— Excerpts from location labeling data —

%%

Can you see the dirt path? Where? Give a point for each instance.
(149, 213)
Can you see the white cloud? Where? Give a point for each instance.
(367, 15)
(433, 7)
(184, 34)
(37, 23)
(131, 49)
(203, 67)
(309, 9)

%%

— TASK DIRECTIONS —
Please repeat every line of the records, requests included, scaling each coordinate in the answers by 1.6 and rounding to the nearest whole number, with halves rounded up.

— WORKED SOLUTION —
Can you see the dirt path? Where? Give a point for each instance.
(238, 341)
Can you see the white cloud? Where? Give a point for each instance.
(587, 24)
(693, 11)
(294, 54)
(59, 37)
(210, 78)
(325, 107)
(494, 14)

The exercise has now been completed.